_INSTRUCTIONS FOR THE TASK_: Swap "building" for "tower" in the stretch from the line containing "[mark] region of tall high-rise building" through the end of the records, keeping everything else the same. Give only those lines back, without the pictures.

_INFORMATION GIVEN_:
----------

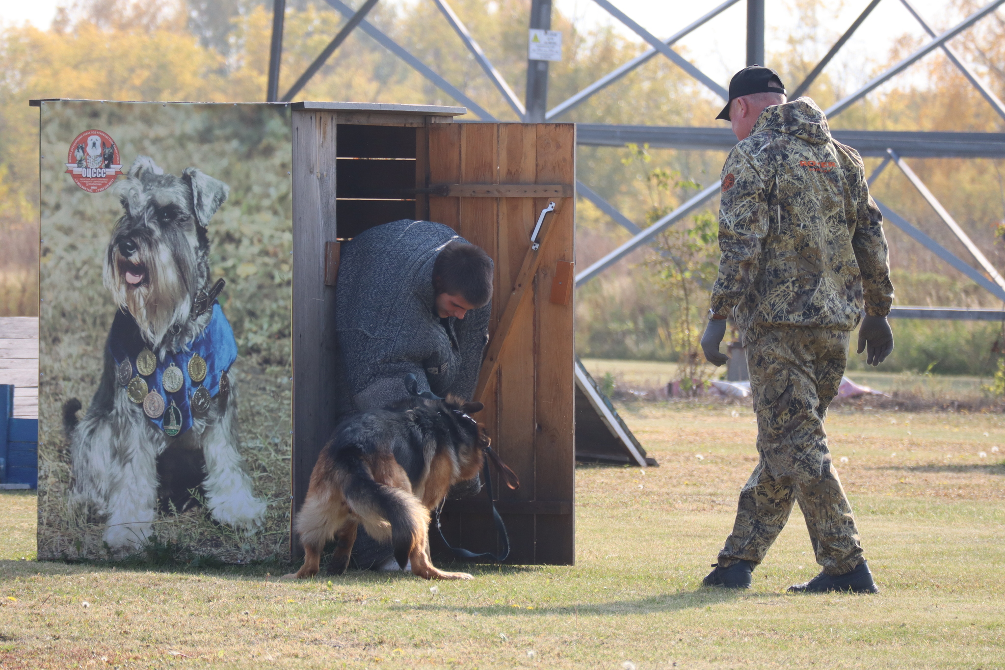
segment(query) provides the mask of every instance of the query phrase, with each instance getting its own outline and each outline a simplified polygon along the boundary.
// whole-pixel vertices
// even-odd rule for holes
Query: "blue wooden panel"
[[[38,442],[38,419],[10,419],[7,439],[11,442]]]
[[[7,466],[8,484],[28,484],[38,488],[38,468],[18,468]]]
[[[0,481],[38,486],[38,420],[14,419],[14,387],[0,385]]]
[[[38,468],[38,445],[34,442],[8,442],[7,467]]]

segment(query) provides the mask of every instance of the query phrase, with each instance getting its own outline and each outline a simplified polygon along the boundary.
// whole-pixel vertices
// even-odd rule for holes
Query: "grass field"
[[[680,378],[677,364],[661,361],[620,361],[613,359],[583,359],[583,365],[596,380],[610,374],[615,384],[625,389],[649,390],[665,387]],[[725,368],[723,369],[725,374]],[[939,397],[969,400],[985,395],[984,386],[991,378],[964,375],[921,375],[918,373],[884,373],[873,370],[849,371],[847,377],[857,384],[883,393],[900,392],[923,398]]]
[[[798,511],[753,591],[701,588],[755,462],[753,414],[623,415],[660,467],[577,469],[577,565],[473,582],[36,563],[34,497],[4,492],[0,667],[1005,667],[1001,415],[831,413],[878,596],[784,593],[817,573]]]

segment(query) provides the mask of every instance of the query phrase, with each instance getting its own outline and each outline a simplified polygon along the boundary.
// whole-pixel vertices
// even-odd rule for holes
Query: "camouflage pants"
[[[760,460],[740,491],[737,519],[719,565],[759,564],[785,527],[793,500],[806,518],[816,561],[828,575],[862,563],[851,505],[831,465],[823,420],[844,374],[849,333],[785,327],[747,345]]]

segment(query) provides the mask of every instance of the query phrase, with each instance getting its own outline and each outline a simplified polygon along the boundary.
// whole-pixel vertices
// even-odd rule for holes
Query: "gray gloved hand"
[[[861,354],[868,345],[865,362],[870,366],[878,366],[893,351],[893,331],[885,316],[863,316],[858,326],[858,353]]]
[[[701,336],[701,351],[705,352],[705,360],[717,367],[730,360],[730,357],[719,351],[719,346],[723,344],[725,334],[726,319],[713,318],[709,320],[709,325],[705,326],[705,334]]]

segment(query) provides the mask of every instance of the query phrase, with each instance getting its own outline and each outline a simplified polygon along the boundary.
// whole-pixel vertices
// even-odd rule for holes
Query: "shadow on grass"
[[[318,575],[306,580],[289,580],[287,584],[326,583],[342,586],[386,584],[408,580],[418,580],[411,572],[350,570],[345,575],[328,575],[325,572],[326,561],[322,561],[322,570]],[[508,566],[486,564],[463,564],[437,562],[441,570],[448,572],[464,572],[479,577],[508,577],[535,573],[549,568],[548,566]],[[245,565],[224,564],[212,555],[192,554],[184,547],[174,547],[167,543],[152,542],[146,550],[135,553],[121,561],[102,561],[93,559],[54,560],[54,561],[13,561],[0,560],[0,582],[22,576],[25,572],[44,572],[47,576],[78,575],[81,569],[112,572],[120,574],[160,573],[163,575],[209,575],[221,579],[243,581],[281,580],[284,575],[295,573],[300,563],[290,563],[285,559],[270,559]],[[435,581],[430,581],[435,585]]]
[[[929,465],[883,465],[869,468],[871,470],[890,470],[915,473],[950,473],[950,474],[972,474],[980,472],[982,474],[1005,475],[1005,461],[1001,463],[988,463],[987,465],[951,465],[950,463],[929,464]]]
[[[552,615],[575,615],[583,617],[604,617],[612,614],[651,614],[656,612],[678,612],[682,610],[694,610],[703,607],[712,607],[722,603],[733,603],[742,599],[752,598],[750,592],[742,592],[734,589],[722,588],[699,588],[696,591],[679,591],[664,596],[651,596],[638,600],[620,600],[605,603],[583,603],[576,605],[566,605],[562,607],[515,607],[512,605],[486,605],[481,607],[471,607],[463,605],[437,605],[428,603],[425,605],[413,606],[393,606],[392,611],[401,612],[428,612],[430,614],[445,613],[466,613],[484,616],[497,617],[501,615],[541,617]],[[767,599],[785,598],[782,594],[758,594],[759,601]]]

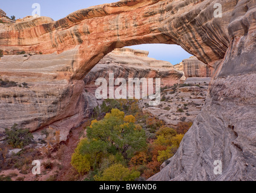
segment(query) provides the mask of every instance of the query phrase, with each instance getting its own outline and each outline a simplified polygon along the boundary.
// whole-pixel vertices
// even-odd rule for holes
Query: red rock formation
[[[222,5],[222,18],[214,17],[215,3]],[[181,45],[216,70],[202,112],[170,163],[151,179],[255,180],[255,0],[121,1],[80,10],[56,22],[37,18],[0,24],[0,49],[5,53],[74,52],[65,72],[54,68],[51,72],[66,84],[56,96],[57,103],[44,104],[53,114],[47,118],[47,115],[38,116],[40,128],[79,114],[82,80],[114,48],[145,43]],[[1,74],[13,75],[11,70],[23,78],[28,76],[24,68],[4,71],[2,66]],[[35,76],[32,72],[30,77]],[[41,92],[47,95],[50,84],[45,84],[48,87],[42,87]],[[37,108],[33,114],[40,111]],[[11,116],[6,113],[5,118]],[[223,162],[222,175],[213,172],[215,160]]]
[[[175,65],[178,70],[184,72],[185,76],[188,77],[211,77],[214,68],[208,66],[203,62],[193,56],[183,60],[181,63]]]

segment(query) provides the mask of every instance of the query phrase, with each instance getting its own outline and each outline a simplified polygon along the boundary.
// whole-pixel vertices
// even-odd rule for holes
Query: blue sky
[[[31,15],[34,10],[32,5],[38,3],[41,6],[41,14],[56,21],[68,14],[81,8],[117,0],[12,0],[1,1],[0,8],[6,12],[8,16],[15,15],[16,19]],[[183,59],[189,58],[191,54],[177,45],[163,44],[146,44],[130,46],[131,48],[147,50],[149,57],[157,60],[166,60],[176,65]]]

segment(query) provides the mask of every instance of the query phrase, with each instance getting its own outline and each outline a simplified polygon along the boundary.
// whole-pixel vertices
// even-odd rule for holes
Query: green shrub
[[[183,112],[184,112],[184,110],[182,109],[179,109],[177,110],[178,112],[180,112],[180,113],[183,113]]]
[[[26,52],[25,52],[25,51],[22,51],[21,52],[19,52],[17,53],[17,55],[22,55],[22,54],[25,54]]]
[[[0,19],[0,23],[1,23],[1,20]],[[0,49],[0,58],[4,56],[3,53],[4,53],[4,51],[2,49]]]
[[[14,124],[9,130],[5,128],[6,141],[13,148],[23,148],[32,142],[33,137],[28,128],[17,128]]]

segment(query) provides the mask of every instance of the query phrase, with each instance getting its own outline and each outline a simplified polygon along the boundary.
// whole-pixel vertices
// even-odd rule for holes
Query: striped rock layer
[[[214,16],[217,3],[222,17]],[[41,89],[46,95],[53,81],[40,68],[51,69],[52,80],[65,82],[63,89],[54,89],[55,103],[44,103],[53,113],[47,121],[48,115],[38,117],[44,122],[37,125],[41,127],[79,112],[84,77],[114,48],[179,45],[215,72],[202,113],[169,163],[151,180],[255,180],[255,0],[125,0],[80,10],[57,21],[42,17],[0,24],[0,49],[5,54],[66,52],[72,59],[62,71],[58,65],[33,70],[2,65],[0,73],[44,76],[49,82]],[[222,162],[222,174],[214,172],[216,160]]]

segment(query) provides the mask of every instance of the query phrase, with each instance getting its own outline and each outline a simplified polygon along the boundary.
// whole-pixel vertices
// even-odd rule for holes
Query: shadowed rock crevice
[[[222,5],[222,18],[214,17],[215,3]],[[33,71],[29,69],[31,67],[25,69],[11,66],[13,63],[6,69],[0,63],[0,75],[10,80],[29,82],[28,101],[33,103],[31,94],[28,94],[31,92],[42,104],[36,108],[26,107],[44,120],[41,125],[60,121],[66,125],[67,118],[75,117],[74,122],[70,122],[74,125],[79,120],[77,115],[84,110],[84,107],[77,105],[84,93],[83,79],[104,55],[114,48],[133,45],[179,45],[215,68],[214,77],[206,104],[178,151],[150,179],[255,180],[256,149],[251,144],[256,134],[255,13],[255,0],[125,0],[78,10],[56,22],[41,17],[0,24],[0,49],[4,54],[24,51],[57,55],[52,66],[36,66]],[[68,72],[59,70],[70,63],[57,65],[67,61],[57,61],[65,52],[69,53],[67,60],[76,61]],[[41,69],[48,74],[40,72]],[[1,93],[10,92],[1,89]],[[67,92],[61,97],[64,90]],[[54,93],[57,104],[52,104],[47,97],[39,97],[49,92]],[[1,109],[7,106],[5,104]],[[49,106],[56,109],[51,111],[54,113],[42,114],[42,109]],[[16,106],[13,110],[20,107]],[[11,112],[5,113],[1,112],[4,115],[1,116],[10,124]],[[229,125],[234,127],[237,137]],[[31,130],[38,128],[37,122],[27,125]],[[214,173],[215,160],[223,162],[222,175]]]

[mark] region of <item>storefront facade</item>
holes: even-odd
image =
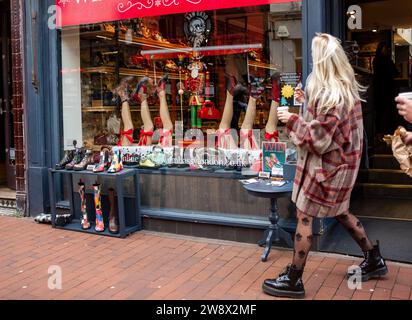
[[[198,102],[193,92],[199,83],[191,84],[191,80],[200,74],[204,85],[199,96],[212,101],[222,115],[227,103],[226,74],[243,80],[245,86],[251,77],[270,79],[276,72],[293,78],[295,85],[304,83],[315,33],[329,32],[345,39],[348,19],[347,4],[340,0],[240,1],[236,8],[230,1],[206,0],[60,1],[57,24],[62,28],[53,29],[54,4],[52,0],[24,4],[24,66],[25,78],[30,80],[24,90],[30,216],[49,212],[48,169],[74,147],[73,141],[94,151],[102,147],[98,137],[104,136],[103,145],[108,144],[108,120],[116,127],[121,118],[121,101],[112,92],[125,77],[132,78],[129,85],[135,88],[144,76],[157,83],[168,73],[169,116],[182,129],[180,139],[175,137],[176,145],[193,138],[184,136],[193,129],[201,130],[208,141],[206,133],[218,129],[219,121],[199,120],[198,113],[193,113],[193,104]],[[196,68],[199,74],[193,73]],[[271,83],[262,86],[265,93],[255,106],[253,128],[264,132],[273,87]],[[290,94],[285,92],[281,96],[286,99],[284,105],[298,110],[293,101],[287,101]],[[162,128],[159,101],[148,104],[154,129]],[[145,125],[141,108],[139,101],[129,106],[135,134],[126,139],[134,144],[140,141],[140,128]],[[242,112],[237,124],[244,122]],[[173,128],[177,135],[178,128]],[[285,139],[282,128],[278,129],[281,140]],[[156,143],[156,135],[153,139]],[[109,144],[116,148],[118,140]],[[255,242],[268,224],[270,205],[248,195],[239,183],[242,178],[224,169],[142,170],[145,227]],[[62,181],[56,192],[63,210],[67,207],[65,190]],[[285,200],[280,208],[284,227],[293,231],[293,207]],[[329,225],[322,220],[316,223],[318,234]]]

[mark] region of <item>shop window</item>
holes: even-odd
[[[63,27],[64,149],[140,152],[129,162],[141,164],[160,145],[171,165],[176,148],[217,144],[258,159],[265,133],[282,132],[275,104],[299,110],[301,30],[296,1]]]

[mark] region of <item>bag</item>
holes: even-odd
[[[198,110],[197,116],[202,120],[220,120],[220,111],[212,101],[206,100],[203,107]]]
[[[398,160],[401,170],[408,176],[412,177],[412,145],[405,145],[402,138],[407,131],[403,127],[399,127],[392,136],[392,151],[393,156]]]

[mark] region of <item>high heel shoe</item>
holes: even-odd
[[[168,81],[169,81],[169,75],[168,74],[166,74],[162,78],[160,78],[159,82],[157,83],[157,88],[156,88],[157,94],[159,94],[160,92],[166,90],[166,85],[167,85]]]
[[[135,91],[133,92],[133,98],[136,101],[144,101],[147,99],[147,96],[151,94],[151,89],[153,87],[153,80],[149,77],[143,77],[136,86]]]
[[[115,202],[113,189],[109,189],[109,202],[110,202],[109,232],[116,234],[116,233],[119,233],[119,215],[116,210],[116,202]]]

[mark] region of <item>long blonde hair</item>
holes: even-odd
[[[339,39],[317,33],[312,41],[313,71],[308,77],[308,106],[326,113],[333,107],[351,110],[366,88],[359,84]]]

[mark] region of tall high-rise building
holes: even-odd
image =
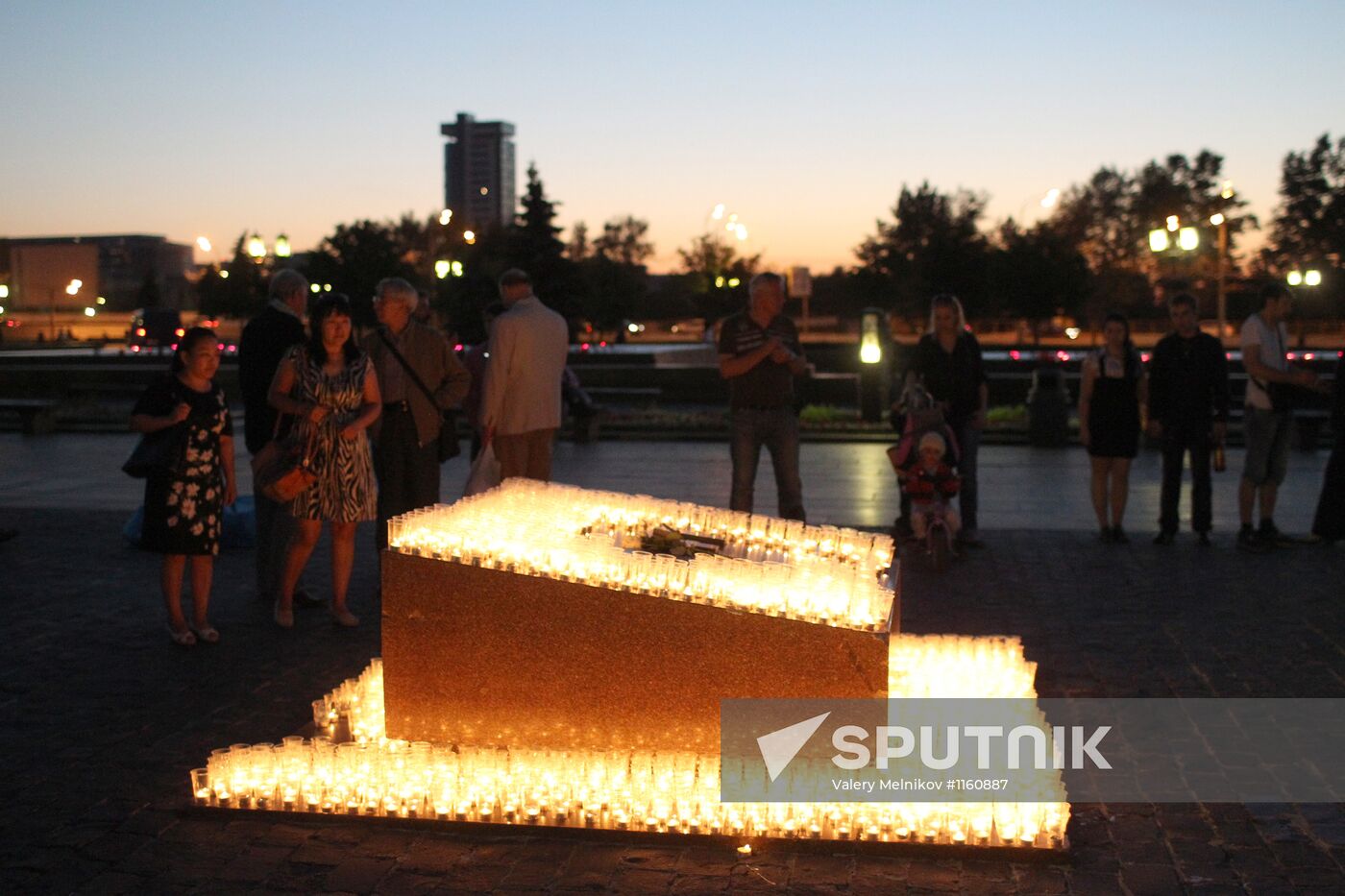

----------

_THE ANSWER_:
[mark] region of tall high-rise tower
holes: even-odd
image =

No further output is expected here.